**WHAT THE TASK REQUIRES**
Using the listing below, set down each line from the line containing "Target: red wall planks" through the line containing "Please tag the suv side", both ends included, exactly and with nothing added.

* * * *

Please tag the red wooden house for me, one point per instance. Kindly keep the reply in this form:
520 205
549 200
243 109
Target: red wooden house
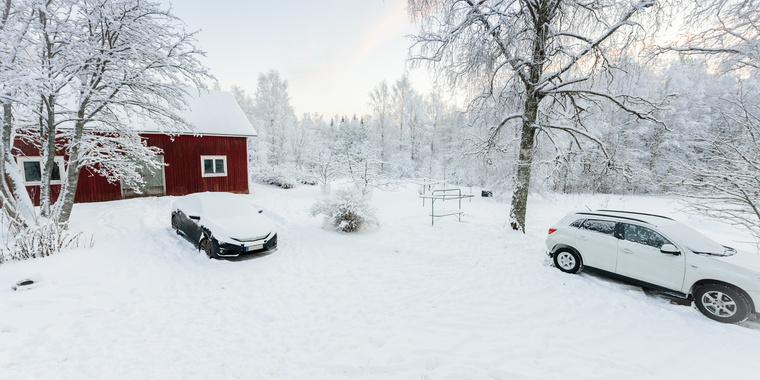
212 157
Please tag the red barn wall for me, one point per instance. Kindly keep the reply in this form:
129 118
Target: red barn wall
182 174
183 159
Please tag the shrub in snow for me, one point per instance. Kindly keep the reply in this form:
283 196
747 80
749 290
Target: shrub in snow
277 178
346 211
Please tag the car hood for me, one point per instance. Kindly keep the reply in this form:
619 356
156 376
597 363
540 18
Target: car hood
239 228
743 259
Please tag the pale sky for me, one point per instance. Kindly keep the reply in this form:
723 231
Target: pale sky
331 52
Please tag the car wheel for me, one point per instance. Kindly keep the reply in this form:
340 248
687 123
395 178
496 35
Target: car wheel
568 261
722 303
206 247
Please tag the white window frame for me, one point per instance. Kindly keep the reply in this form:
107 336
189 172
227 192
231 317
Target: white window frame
214 158
58 159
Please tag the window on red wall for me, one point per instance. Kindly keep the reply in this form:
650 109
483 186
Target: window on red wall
213 166
31 168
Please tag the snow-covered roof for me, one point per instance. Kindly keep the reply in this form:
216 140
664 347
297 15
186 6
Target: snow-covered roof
210 112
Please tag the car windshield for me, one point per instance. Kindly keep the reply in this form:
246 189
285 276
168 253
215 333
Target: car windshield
697 242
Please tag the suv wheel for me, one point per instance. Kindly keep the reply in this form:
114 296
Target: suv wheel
721 303
568 261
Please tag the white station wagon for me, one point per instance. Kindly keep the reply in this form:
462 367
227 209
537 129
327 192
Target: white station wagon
662 254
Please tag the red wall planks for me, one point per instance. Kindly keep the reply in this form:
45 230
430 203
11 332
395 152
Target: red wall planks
182 154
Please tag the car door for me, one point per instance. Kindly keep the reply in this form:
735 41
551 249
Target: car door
639 257
595 240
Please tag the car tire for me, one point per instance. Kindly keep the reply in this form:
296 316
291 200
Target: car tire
205 246
722 303
568 261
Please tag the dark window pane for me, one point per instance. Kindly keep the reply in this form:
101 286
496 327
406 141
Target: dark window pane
32 172
643 235
602 226
56 174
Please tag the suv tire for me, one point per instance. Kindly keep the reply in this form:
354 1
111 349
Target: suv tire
722 303
568 261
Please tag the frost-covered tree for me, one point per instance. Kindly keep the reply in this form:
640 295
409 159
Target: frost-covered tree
725 176
380 103
539 53
275 117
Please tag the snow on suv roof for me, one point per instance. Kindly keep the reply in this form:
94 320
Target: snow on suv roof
653 219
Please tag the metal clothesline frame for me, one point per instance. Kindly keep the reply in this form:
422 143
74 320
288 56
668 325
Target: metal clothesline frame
444 195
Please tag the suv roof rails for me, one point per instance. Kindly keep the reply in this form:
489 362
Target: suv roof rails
637 213
594 213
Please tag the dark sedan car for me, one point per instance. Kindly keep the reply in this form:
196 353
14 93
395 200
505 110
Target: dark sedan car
222 224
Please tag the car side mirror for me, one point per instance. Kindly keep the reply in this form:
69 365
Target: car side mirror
670 249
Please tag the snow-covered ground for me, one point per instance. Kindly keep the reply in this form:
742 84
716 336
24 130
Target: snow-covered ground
459 300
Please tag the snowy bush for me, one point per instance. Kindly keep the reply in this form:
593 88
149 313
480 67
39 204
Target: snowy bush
346 211
40 240
282 179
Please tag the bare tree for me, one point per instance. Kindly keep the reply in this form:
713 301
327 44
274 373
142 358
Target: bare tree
727 34
380 102
541 54
727 175
726 30
274 115
92 69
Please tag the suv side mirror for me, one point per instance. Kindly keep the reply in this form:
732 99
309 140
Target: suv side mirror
670 249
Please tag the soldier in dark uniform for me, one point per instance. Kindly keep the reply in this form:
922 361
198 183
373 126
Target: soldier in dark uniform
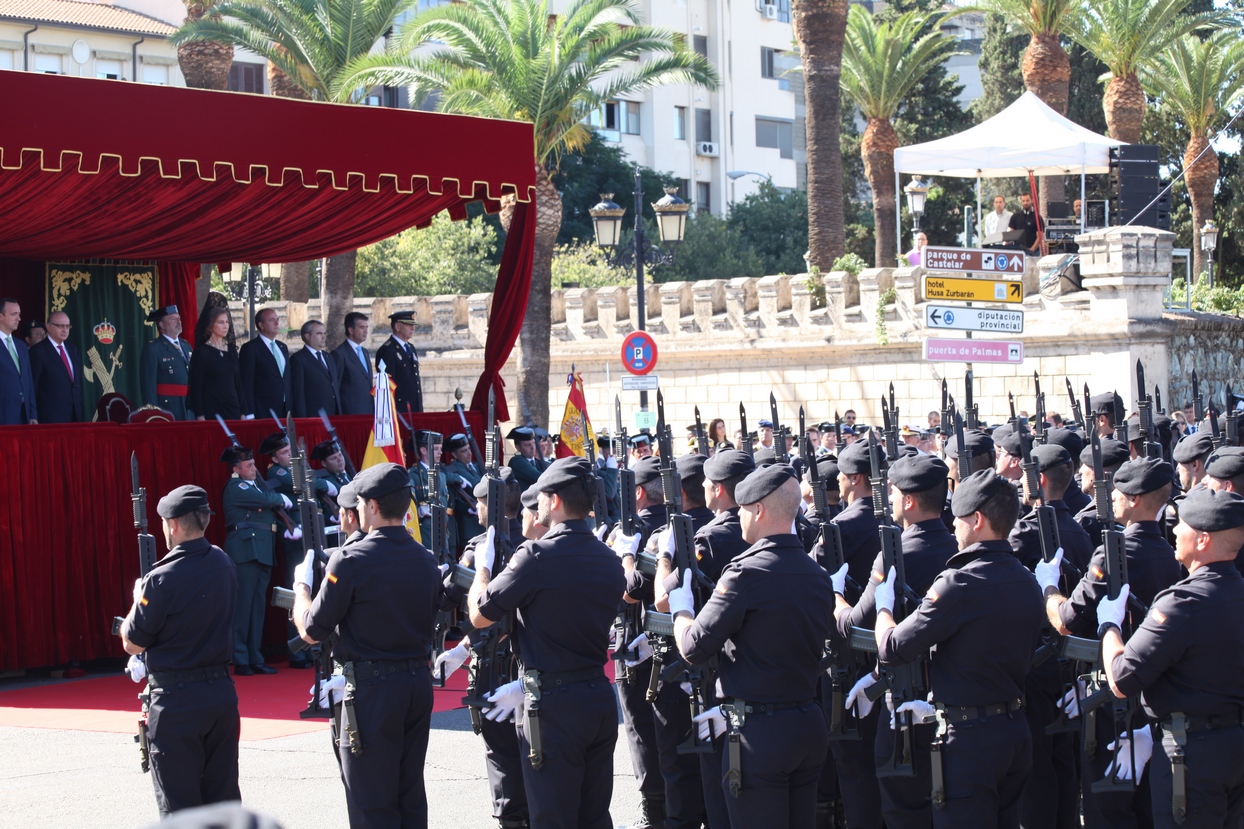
181 624
164 365
766 622
570 782
378 600
917 492
402 362
1187 662
1141 489
250 542
984 616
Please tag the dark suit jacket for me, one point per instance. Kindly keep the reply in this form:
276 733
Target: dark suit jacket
356 382
57 396
314 387
16 392
263 386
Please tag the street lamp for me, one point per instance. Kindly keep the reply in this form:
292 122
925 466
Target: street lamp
1208 243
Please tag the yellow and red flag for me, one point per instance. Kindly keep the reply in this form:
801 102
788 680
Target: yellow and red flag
575 420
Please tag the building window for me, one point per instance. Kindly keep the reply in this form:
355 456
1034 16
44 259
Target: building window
775 135
703 125
246 77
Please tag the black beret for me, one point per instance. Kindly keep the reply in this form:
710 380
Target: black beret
1141 476
975 491
1114 453
273 442
728 463
480 489
1192 447
1225 463
975 441
1212 512
1049 456
1070 441
918 473
234 453
182 501
564 472
763 482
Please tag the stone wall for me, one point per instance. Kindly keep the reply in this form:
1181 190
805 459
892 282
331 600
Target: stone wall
728 341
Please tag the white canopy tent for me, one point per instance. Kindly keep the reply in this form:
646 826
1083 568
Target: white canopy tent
1025 138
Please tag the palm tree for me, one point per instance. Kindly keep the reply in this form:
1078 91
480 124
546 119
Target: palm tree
204 62
820 26
1127 36
881 64
1198 81
511 59
307 45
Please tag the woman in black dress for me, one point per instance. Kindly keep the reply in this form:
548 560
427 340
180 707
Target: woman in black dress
214 379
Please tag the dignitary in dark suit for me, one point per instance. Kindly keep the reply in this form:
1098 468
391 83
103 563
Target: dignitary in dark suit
402 362
214 375
355 367
164 366
316 377
264 367
16 379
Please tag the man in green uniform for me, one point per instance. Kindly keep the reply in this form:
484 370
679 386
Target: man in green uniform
250 529
164 365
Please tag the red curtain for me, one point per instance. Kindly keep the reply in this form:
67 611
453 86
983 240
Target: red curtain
67 549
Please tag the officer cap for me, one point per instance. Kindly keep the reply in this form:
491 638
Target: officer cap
1143 474
646 469
728 463
273 442
1192 447
161 313
763 482
234 453
347 497
182 501
1225 463
918 472
480 489
1049 456
975 491
380 481
565 472
1212 512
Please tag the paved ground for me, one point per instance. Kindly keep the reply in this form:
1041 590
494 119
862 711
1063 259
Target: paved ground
76 779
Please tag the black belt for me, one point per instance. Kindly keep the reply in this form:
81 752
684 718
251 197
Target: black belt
964 713
166 679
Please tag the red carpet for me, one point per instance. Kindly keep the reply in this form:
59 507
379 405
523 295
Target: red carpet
269 705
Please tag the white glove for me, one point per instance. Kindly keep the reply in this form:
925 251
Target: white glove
712 723
681 599
452 660
856 697
1143 741
642 650
1048 573
840 580
921 712
336 686
506 702
485 557
883 598
1114 610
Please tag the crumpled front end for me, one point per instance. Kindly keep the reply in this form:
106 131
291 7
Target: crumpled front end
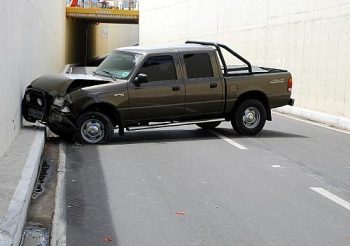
38 105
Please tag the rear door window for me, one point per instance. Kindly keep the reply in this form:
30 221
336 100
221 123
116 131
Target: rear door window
198 65
159 68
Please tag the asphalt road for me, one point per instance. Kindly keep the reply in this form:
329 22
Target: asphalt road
186 186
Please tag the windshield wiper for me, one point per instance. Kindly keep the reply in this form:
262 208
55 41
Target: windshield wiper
111 74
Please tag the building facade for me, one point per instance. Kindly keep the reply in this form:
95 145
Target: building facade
32 41
309 38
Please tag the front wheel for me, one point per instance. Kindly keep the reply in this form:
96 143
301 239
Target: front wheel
94 128
249 118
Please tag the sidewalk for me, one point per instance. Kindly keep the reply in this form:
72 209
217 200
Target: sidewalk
318 117
18 172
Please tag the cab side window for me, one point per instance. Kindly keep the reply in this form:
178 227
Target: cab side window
159 68
198 66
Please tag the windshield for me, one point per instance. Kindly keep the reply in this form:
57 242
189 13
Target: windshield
118 65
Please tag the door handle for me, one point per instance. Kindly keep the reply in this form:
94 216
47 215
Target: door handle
213 85
175 88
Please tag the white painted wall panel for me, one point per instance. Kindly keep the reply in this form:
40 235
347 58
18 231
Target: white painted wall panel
32 40
309 38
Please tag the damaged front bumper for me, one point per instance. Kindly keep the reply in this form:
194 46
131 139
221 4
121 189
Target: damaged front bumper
37 106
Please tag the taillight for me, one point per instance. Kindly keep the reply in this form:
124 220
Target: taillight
290 85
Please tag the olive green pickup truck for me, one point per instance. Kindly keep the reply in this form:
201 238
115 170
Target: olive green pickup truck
149 87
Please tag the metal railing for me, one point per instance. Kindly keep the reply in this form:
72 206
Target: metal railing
120 4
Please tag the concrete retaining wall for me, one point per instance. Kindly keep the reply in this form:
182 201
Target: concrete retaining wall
32 43
309 38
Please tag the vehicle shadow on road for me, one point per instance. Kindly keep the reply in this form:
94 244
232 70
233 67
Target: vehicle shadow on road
263 134
163 136
176 135
88 215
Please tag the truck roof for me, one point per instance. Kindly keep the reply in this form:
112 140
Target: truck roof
166 48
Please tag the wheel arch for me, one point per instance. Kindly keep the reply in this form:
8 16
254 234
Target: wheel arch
107 109
258 95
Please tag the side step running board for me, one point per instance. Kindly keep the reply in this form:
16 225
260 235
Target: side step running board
170 124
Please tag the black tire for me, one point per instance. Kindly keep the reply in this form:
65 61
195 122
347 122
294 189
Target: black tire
94 128
249 118
209 125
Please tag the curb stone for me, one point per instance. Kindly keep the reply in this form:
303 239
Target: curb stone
12 226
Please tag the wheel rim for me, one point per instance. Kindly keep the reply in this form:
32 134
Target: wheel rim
251 117
92 131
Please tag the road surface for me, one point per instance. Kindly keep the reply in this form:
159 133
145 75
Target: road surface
290 185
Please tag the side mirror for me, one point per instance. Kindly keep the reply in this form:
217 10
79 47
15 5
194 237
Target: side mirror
141 78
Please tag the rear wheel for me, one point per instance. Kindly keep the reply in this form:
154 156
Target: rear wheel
209 125
94 128
249 118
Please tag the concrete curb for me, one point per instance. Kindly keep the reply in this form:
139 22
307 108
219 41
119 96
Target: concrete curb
11 229
327 119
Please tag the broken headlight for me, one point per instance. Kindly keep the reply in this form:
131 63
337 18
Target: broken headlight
63 103
59 101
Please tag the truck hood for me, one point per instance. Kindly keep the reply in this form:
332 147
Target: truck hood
61 84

* * * *

**FINISHED TASK**
Target: red wall planks
182 154
Please tag the car door for me, one point per instance. Kindly keep the reply in this form:
735 41
551 249
Target: car door
639 257
595 240
Please tag the car tire for me, one point per instance. Kindly keep the reply in this form:
296 316
291 200
Target: car tire
205 246
722 303
568 261
Please tag the dark window pane for me, one point per instance. Kindly keep the reply in this form:
101 286
496 327
406 141
Target: dark window pane
32 172
643 235
602 226
56 174
Please tag the suv tire for me, one point per instance. Kindly keep the reply in this form:
354 1
111 349
Target: suv tire
722 303
568 261
Please tag the frost-covered tree for me, one point per instance. Kindly keep the reply in this form:
640 295
409 159
Target: frost-covered tree
725 176
380 103
539 53
275 117
Please tag the snow on suv roof for me, one point per instance. Kindly keep the reply in this form:
94 320
Target: snow on suv roof
653 219
Please tag the metal clothesline frame for me, one point per instance. Kindly keep the reply in this form:
422 143
74 320
288 56
668 325
Target: metal clothesline frame
444 195
Please tag the suv roof rails for me, one point per instance. Kindly keep the reply in this form:
489 362
Target: suv roof rails
637 213
594 213
Please tag the dark sedan car for me, one point per instance. Kindly keep the reply in this form:
196 353
14 93
395 200
505 110
Target: dark sedan car
222 224
Please tag the car side mirror for me, one point per instance. Kindly keep the reply in this form:
69 365
Target: car side mirror
670 249
Please tag the snow-covered ground for me, one point per instance. Kindly keep the reply in this form:
742 84
716 336
24 130
Target: snow-covered ground
459 300
Please tag the snowy bush for me, one point per instance. Kindly keep the reply in this form:
593 88
149 313
480 67
39 204
Target: snowy bush
346 211
40 240
282 179
Please tag the bare tree for me, one point per instance. Kindly keep the reply in this form:
713 301
327 44
274 373
142 358
Target: bare tree
727 34
380 102
541 54
727 175
726 30
274 115
92 69
Please tag the suv side mirror for me, one point per instance. Kindly keep the reply in this form:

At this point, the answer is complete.